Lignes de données
============
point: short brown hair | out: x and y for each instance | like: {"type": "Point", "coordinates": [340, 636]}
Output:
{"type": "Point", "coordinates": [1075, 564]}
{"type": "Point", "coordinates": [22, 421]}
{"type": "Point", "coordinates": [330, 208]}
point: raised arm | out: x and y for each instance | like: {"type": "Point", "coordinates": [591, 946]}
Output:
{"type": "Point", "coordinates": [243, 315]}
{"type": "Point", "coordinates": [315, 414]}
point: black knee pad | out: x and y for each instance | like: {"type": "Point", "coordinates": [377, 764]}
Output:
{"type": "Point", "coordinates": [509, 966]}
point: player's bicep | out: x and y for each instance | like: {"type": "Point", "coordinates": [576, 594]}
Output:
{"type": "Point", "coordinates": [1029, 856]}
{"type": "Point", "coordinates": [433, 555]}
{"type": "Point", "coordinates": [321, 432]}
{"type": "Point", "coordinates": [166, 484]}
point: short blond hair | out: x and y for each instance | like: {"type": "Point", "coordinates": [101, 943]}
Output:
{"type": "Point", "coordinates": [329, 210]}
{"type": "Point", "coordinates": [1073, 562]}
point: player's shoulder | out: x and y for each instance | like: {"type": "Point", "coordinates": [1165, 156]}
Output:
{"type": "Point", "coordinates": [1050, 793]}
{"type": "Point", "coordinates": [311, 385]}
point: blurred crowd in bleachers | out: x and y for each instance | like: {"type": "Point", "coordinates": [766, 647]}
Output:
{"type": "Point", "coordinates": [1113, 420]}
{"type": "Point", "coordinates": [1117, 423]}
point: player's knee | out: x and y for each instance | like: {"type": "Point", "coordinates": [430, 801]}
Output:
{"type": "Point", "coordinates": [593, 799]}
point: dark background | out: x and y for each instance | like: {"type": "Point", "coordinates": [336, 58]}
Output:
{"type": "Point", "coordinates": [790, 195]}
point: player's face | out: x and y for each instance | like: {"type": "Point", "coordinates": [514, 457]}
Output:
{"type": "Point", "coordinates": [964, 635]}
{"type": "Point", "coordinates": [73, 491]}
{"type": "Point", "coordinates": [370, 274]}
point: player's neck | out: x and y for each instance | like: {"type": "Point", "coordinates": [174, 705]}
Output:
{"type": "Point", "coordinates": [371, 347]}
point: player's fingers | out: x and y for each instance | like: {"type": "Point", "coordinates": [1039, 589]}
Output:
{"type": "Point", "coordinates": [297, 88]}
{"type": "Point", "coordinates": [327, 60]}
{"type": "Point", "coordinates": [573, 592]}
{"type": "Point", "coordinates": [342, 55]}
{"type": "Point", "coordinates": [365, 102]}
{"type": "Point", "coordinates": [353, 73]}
============
CONSIGNES DE L'EXERCICE: Reproduisez ces lignes à l'identique, sans en omettre aucune.

RÉPONSE ATTENDUE:
point: short brown hair | out: x and y for each instance | like: {"type": "Point", "coordinates": [340, 636]}
Output:
{"type": "Point", "coordinates": [1075, 564]}
{"type": "Point", "coordinates": [22, 421]}
{"type": "Point", "coordinates": [330, 208]}
point: raised arm | out: x and y for each instance | like: {"type": "Point", "coordinates": [591, 946]}
Output:
{"type": "Point", "coordinates": [243, 315]}
{"type": "Point", "coordinates": [315, 414]}
point: black knee pad | out: x and y for each instance | like: {"type": "Point", "coordinates": [377, 764]}
Output:
{"type": "Point", "coordinates": [509, 966]}
point: player's bicep | out: x and y for each instance | like: {"type": "Point", "coordinates": [576, 594]}
Output:
{"type": "Point", "coordinates": [1029, 856]}
{"type": "Point", "coordinates": [433, 555]}
{"type": "Point", "coordinates": [321, 432]}
{"type": "Point", "coordinates": [166, 484]}
point: short blond hair | out: x and y for each instance | like: {"type": "Point", "coordinates": [101, 943]}
Output:
{"type": "Point", "coordinates": [329, 210]}
{"type": "Point", "coordinates": [1073, 562]}
point: player's shoulder | out: x and y for each instance | like: {"type": "Point", "coordinates": [1165, 156]}
Output:
{"type": "Point", "coordinates": [1050, 793]}
{"type": "Point", "coordinates": [311, 385]}
point: blurred crowd in bleachers | out: x and y for each instance | like: {"type": "Point", "coordinates": [766, 647]}
Output:
{"type": "Point", "coordinates": [1113, 420]}
{"type": "Point", "coordinates": [1117, 423]}
point: player's knee | out: x and y for each instance | like: {"type": "Point", "coordinates": [430, 801]}
Output:
{"type": "Point", "coordinates": [593, 799]}
point: dark background | out: x and y for each instance | like: {"type": "Point", "coordinates": [336, 58]}
Output:
{"type": "Point", "coordinates": [790, 195]}
point: player's face | out: x and y for each instance | like: {"type": "Point", "coordinates": [514, 457]}
Output:
{"type": "Point", "coordinates": [964, 635]}
{"type": "Point", "coordinates": [73, 491]}
{"type": "Point", "coordinates": [370, 274]}
point: player's neck | out: x and y for each instance | like: {"type": "Point", "coordinates": [174, 705]}
Output:
{"type": "Point", "coordinates": [371, 347]}
point: player's fingers | out: x and y for each instance | like: {"type": "Point", "coordinates": [1039, 589]}
Output:
{"type": "Point", "coordinates": [297, 88]}
{"type": "Point", "coordinates": [327, 60]}
{"type": "Point", "coordinates": [573, 592]}
{"type": "Point", "coordinates": [342, 55]}
{"type": "Point", "coordinates": [365, 102]}
{"type": "Point", "coordinates": [353, 73]}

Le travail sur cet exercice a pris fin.